Activity
Pictures aside, return every line below exactly as written.

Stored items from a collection
[Start of Attachment]

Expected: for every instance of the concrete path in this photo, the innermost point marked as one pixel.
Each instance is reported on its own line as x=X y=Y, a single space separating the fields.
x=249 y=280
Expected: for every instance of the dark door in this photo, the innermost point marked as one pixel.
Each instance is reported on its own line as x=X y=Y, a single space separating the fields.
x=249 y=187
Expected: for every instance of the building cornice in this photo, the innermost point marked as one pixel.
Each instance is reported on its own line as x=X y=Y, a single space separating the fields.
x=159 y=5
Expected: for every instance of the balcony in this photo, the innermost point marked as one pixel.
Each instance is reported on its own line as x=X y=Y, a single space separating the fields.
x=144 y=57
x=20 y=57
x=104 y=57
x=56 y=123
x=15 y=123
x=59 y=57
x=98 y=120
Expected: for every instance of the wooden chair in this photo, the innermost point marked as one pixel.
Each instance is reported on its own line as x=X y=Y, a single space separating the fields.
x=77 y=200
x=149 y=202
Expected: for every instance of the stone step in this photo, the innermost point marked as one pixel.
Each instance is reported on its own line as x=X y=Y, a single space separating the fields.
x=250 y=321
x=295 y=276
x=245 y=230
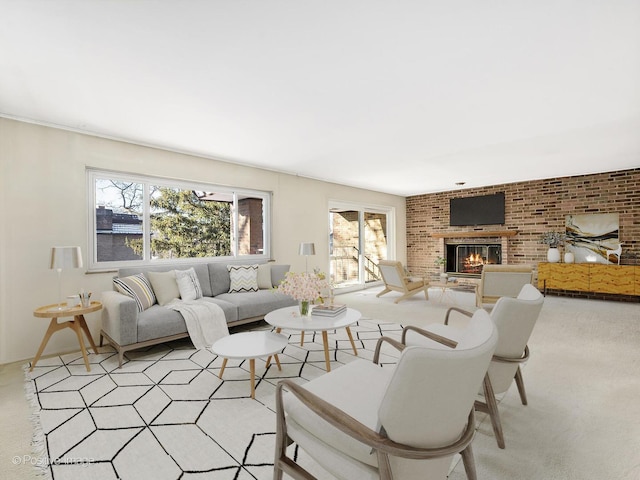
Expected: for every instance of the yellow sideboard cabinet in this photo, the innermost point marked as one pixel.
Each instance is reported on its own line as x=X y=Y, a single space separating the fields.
x=590 y=277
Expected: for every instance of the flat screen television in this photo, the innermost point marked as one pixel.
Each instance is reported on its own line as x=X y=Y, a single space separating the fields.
x=483 y=210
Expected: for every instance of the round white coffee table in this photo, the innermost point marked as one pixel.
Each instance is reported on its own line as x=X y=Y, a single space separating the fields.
x=250 y=345
x=289 y=318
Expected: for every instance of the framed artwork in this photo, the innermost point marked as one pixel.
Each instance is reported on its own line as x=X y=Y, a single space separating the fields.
x=591 y=236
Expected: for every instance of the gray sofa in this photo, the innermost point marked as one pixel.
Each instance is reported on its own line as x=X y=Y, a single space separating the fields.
x=125 y=328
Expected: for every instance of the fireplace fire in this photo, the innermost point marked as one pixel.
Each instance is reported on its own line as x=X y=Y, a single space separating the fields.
x=468 y=259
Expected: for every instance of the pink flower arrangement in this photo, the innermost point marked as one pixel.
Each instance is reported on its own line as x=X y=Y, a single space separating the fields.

[End of Attachment]

Solution below
Expected: for every instance of the concrete path in this photo, the innermost point marked as one pixel.
Each instance is reported on its own line as x=X y=Y, a single space separating the fields.
x=249 y=280
Expected: for every instance of the dark door in this photo, the innermost point marked as one pixel.
Each instance is reported on its own line as x=X y=Y, a single space separating the fields.
x=249 y=187
Expected: for every instance of the building cornice in this photo, the innermost point marked as one pixel.
Each instance is reported on its own line as x=X y=Y, a single space separating the fields.
x=159 y=5
Expected: for every instance of the balcony in this photo, the innermost point marked as one pixel.
Each instance is reported on its own line as x=X y=Y, a single space separating the fields.
x=144 y=57
x=20 y=57
x=104 y=57
x=56 y=123
x=15 y=123
x=59 y=57
x=98 y=120
Expected: for every instance of the wooden chair in this photo, the innermost point marked as one pixel.
Each instance is reported on its own line as x=X y=Y, a single space separating the fields.
x=77 y=200
x=149 y=202
Expected: for every instance of the stone step in this photo, the innermost point marked as one pixel.
Each instance is reported on its own line as x=X y=Y, a single space separating the fields.
x=250 y=321
x=295 y=276
x=245 y=230
Expected: for every instance of the yellow sideboard cabinet in this photo, the innermost point marked as one pixel.
Each instance is reported on its own line as x=X y=Y, a single space separating the fields.
x=590 y=277
Expected: for every instance of the flat screen television in this photo, the innermost point marked as one pixel.
Each instance is reported on its own line as x=X y=Y, a single space separating the fields.
x=483 y=210
Expected: for every instance of the round white coffee table in this photo, the innermost point marked as one pixel.
Each instance is reported on its own line as x=X y=Y, a single space separating the fields.
x=250 y=345
x=289 y=318
Expected: for every instance of the framed artwork in this photo, the innermost point marked as one pixel.
Each instance is reported on its own line as x=X y=Y, a single space separating the fields.
x=591 y=236
Expected: for every instance of the gray sofa in this photo, the innermost point marked as one pixel.
Each instance is reported on its own line as x=X y=Y, a single space separating the fields.
x=125 y=328
Expected: for every instance of the fireplace fire in this photo, the innermost point marked as one pixel.
Each instance is reported on its own line as x=X y=Y, a single space separating the fields.
x=468 y=259
Expected: for every instance of the pink flower arrangement in this photo, the innermost point marked as one pixel.
Each instance is reported on its own line as x=X y=Y, a single space separating the fields.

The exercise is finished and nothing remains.